### [SUPPLIED TEXT]
UCL MSc Scientific and Data Intensive Computing Research Project
By Tiantian He
The project has constructed a new database that contains the vibrational state lifetimes as well as the partial lifetimes decaying from each initial state to their final states. This has been done using the molecule line lists extracted from the ExoMol database.
To guarantee that this code can be implemented successfully, you should guarantee that:
1.You should use the exoweb, becuase the programming is based on the assumption that all the data from the ExoMol database have already existed. (But it should be fine if you download all the data from the ExoMol database locally on your own device and put them in the exactly same structure as that on the exoweb).
2.No matter you clone the repository from the GitHub by yourself, or use the repository that already exists in the file called lifetime_example_file on the exoweb, you should guarantee that you are in the correct path:
/mnt/data/<working_file>/vibrational_lifetime
Where "working_file" should be your own file or the file called lifetime_example_file that already exists. "vibrational_lifetime" is the name of this GitHub repository.
This is to guarantee that the relative path in the code is correct. The detailed steps of doing this can be found later in this documentation.
3.If the file/data name or struture on the ExoMol database or the exoweb changes in the future, the implementation of the code may be affected. In this case, please contact the autor of this code to do some modification accordingly.
4.Some molecules whose headers of the states files extracted from the def file are not consistent with the actual states file, so they are temporarily ignored. But it's possible to manually correct their headers within two simple steps. This will be described in the last part of this documentation.
5.For molecules whose energy at the ground state is not 0, you will not be able to obtain the result. Instead, traceback will be returned pointing out that the ground state energy is not 0.

### [GIVEN RECORDS]
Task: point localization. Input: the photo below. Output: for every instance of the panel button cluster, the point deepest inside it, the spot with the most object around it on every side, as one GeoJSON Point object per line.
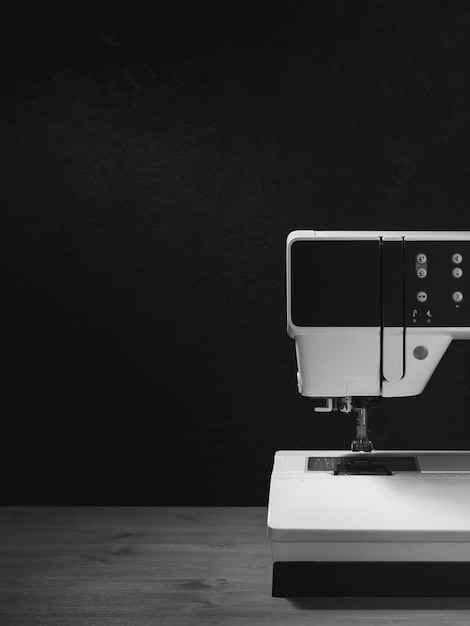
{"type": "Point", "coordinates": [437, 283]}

--

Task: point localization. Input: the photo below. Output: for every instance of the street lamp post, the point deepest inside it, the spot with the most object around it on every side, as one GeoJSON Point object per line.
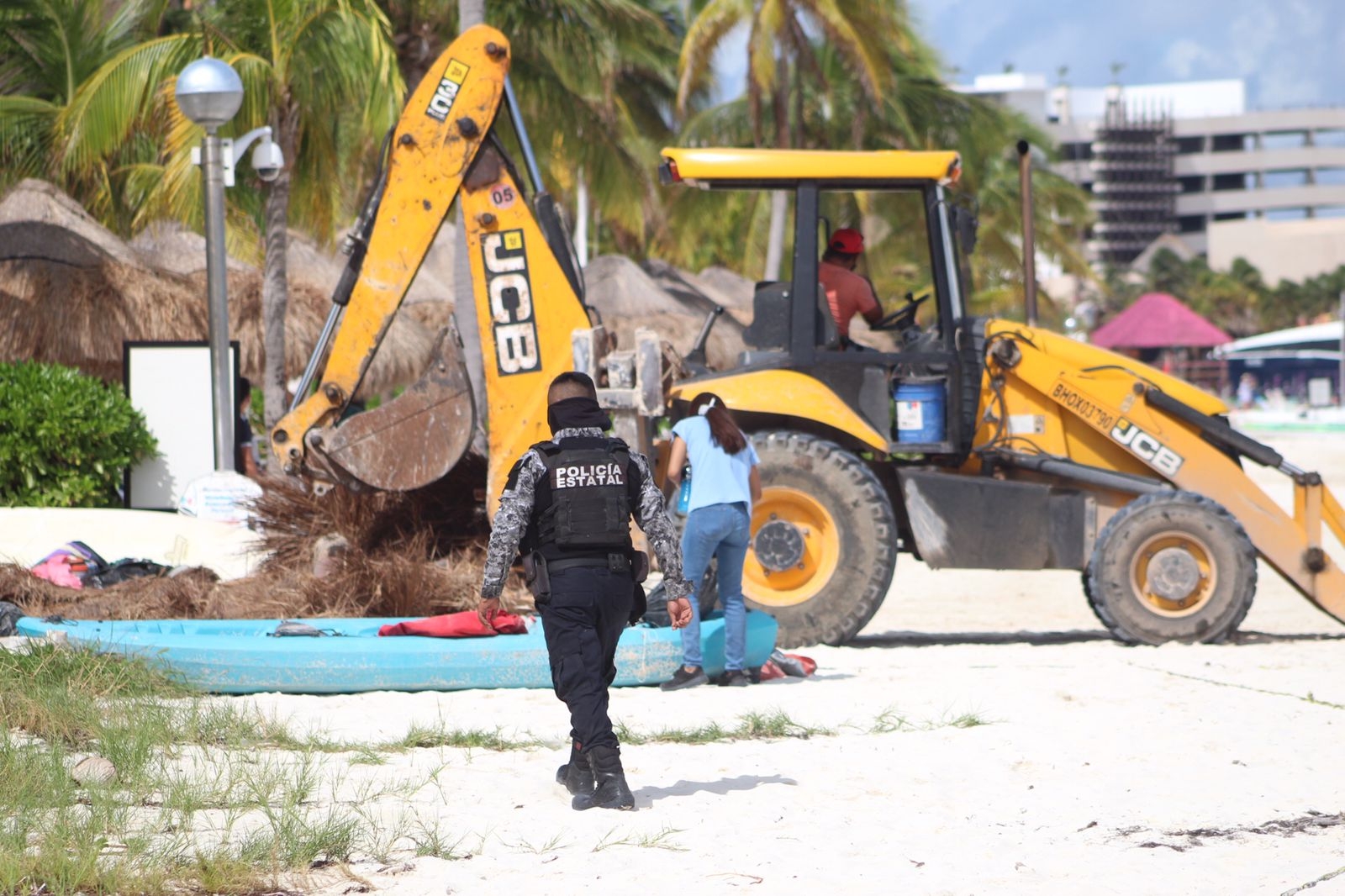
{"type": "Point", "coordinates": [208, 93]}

### [TASK TO COMPLETE]
What conditions does the project description list for running the code successfully? Summarize each in one sentence.

### [SOLUTION BELOW]
1. Use the exoweb, because the code assumes all ExoMol data already exist there, though a local download arranged in exactly the same structure should also work.
2. Work from the path /mnt/data/<working_file>/vibrational_lifetime, so that the relative paths in the code are correct.
3. If file or data names or structures on the ExoMol database or the exoweb change, the code may be affected, and the author should be contacted for modifications.
4. Molecules whose state-file headers from the def file don't match the actual states file are temporarily ignored, but their headers can be corrected manually in two simple steps.
5. Molecules whose ground-state energy is not 0 give no result, and a traceback is returned instead.